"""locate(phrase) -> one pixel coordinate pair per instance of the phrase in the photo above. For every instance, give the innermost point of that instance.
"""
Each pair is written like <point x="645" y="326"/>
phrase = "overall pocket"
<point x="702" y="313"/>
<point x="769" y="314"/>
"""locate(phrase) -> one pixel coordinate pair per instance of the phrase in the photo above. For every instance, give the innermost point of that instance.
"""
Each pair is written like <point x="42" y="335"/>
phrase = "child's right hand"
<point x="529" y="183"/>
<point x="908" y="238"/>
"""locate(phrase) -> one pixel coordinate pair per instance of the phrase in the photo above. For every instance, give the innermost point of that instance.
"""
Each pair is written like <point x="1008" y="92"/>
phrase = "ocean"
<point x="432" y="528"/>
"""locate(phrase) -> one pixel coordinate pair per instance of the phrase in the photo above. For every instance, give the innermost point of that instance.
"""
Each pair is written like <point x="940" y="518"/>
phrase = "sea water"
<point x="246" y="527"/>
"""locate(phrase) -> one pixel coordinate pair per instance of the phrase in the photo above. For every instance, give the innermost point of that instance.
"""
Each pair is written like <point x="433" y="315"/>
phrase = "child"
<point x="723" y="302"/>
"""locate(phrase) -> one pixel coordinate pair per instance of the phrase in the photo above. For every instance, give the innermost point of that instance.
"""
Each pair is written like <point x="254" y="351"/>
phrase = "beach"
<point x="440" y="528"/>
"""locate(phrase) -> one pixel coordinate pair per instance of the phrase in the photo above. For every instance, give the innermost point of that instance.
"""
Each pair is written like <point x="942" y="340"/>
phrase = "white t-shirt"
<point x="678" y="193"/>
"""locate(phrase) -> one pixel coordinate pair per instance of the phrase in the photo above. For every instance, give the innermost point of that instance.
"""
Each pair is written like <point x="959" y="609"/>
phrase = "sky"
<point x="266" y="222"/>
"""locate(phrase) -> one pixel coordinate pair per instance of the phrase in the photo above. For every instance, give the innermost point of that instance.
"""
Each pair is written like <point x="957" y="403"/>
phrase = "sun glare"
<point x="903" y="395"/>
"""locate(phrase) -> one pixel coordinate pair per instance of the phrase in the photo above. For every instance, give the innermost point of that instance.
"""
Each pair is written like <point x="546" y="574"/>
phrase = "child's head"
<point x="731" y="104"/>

### Required work
Reproduce all of the material above without alteration.

### Finished exercise
"""locate(phrase) -> one pixel coordinate pair per instance of the phrase in the photo above. For every instance, give the innermost point of that instance.
"""
Each pair is written like <point x="645" y="326"/>
phrase = "overall pocket"
<point x="702" y="313"/>
<point x="769" y="314"/>
"""locate(phrase) -> one pixel coordinate pair per instance of the phrase in the photo above. For every instance, give the innermost point of that instance.
"""
Each pair is written like <point x="42" y="335"/>
phrase = "child's right hand"
<point x="529" y="183"/>
<point x="908" y="238"/>
"""locate(phrase) -> one pixel coordinate pair per instance of the phrase in the photo above. For every instance, give the innermost point of that instance.
"""
Each pair is written like <point x="1008" y="92"/>
phrase = "ocean"
<point x="432" y="528"/>
"""locate(phrase) -> one pixel coordinate pair per instance of the phrase in the photo above. For every instance, give the innermost point of that instance.
"""
Each pair is written like <point x="940" y="518"/>
phrase = "sea water"
<point x="246" y="527"/>
"""locate(phrase) -> one pixel coordinate pair per instance of the phrase in the photo above. For every instance, give the innermost point of that instance.
"""
Each pair is written like <point x="433" y="315"/>
phrase = "child"
<point x="723" y="302"/>
"""locate(phrase) -> one pixel coordinate pair per instance of the phrase in the photo above. For every instance, give the innermost point of that instance.
"""
Each pair is written like <point x="254" y="351"/>
phrase = "beach"
<point x="440" y="528"/>
"""locate(phrase) -> one pixel coordinate pair per instance of the phrase in the photo above. For every instance, give the innermost point of that instance.
"""
Each pair is written like <point x="942" y="340"/>
phrase = "white t-shirt"
<point x="678" y="193"/>
"""locate(phrase) -> one pixel coordinate pair per instance of the phrase in the photo above. For every instance, give the innermost point of that instance.
"""
Each pair is written like <point x="959" y="609"/>
phrase = "sky"
<point x="266" y="222"/>
"""locate(phrase) -> one pixel coordinate pair per instance of the phrase in the photo above. For every instance, give the innermost point of that instance.
"""
Each pair is written like <point x="957" y="403"/>
phrase = "sun glare"
<point x="903" y="395"/>
"""locate(phrase) -> one pixel coordinate pair per instance of the phrase in the photo above. For every instance, give the innermost point of that instance.
"""
Each pair is written like <point x="546" y="574"/>
phrase = "child's head"
<point x="731" y="104"/>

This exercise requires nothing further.